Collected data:
══════

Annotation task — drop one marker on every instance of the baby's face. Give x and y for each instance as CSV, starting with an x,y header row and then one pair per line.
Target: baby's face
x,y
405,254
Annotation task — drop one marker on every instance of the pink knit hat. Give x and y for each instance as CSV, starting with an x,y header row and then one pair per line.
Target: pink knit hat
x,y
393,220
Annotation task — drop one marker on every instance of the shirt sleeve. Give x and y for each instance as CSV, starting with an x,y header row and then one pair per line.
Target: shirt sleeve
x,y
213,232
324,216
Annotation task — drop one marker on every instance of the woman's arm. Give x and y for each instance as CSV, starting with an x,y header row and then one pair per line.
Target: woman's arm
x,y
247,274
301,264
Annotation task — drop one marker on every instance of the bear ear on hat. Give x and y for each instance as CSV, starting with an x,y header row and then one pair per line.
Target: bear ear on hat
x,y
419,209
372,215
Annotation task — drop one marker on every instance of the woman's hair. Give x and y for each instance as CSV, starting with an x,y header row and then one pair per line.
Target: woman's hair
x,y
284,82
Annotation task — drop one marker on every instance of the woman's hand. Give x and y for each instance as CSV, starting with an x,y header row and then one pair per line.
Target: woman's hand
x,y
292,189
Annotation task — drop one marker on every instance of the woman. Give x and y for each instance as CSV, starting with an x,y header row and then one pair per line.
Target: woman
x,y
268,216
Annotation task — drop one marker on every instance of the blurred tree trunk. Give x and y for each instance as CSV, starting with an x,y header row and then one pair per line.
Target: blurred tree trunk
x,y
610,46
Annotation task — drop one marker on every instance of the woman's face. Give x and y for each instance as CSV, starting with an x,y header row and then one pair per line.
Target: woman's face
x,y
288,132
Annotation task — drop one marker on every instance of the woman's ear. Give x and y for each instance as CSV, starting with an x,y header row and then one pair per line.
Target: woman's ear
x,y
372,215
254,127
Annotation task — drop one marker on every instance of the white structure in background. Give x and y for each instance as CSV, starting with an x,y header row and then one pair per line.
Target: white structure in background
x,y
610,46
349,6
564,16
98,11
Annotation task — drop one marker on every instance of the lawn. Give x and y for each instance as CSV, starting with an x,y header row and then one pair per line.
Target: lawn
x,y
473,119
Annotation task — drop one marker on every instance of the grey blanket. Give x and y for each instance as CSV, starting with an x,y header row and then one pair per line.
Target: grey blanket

══════

**THE TASK:** Pull out all lines containing the word "grey" from the entries above.

**ANSWER FOR THE TASK:**
Annotation task — drop one marker on every instance of the grey blanket. Give x and y for each instance as CSV, starting with an x,y header row and then one pair per line.
Target: grey blanket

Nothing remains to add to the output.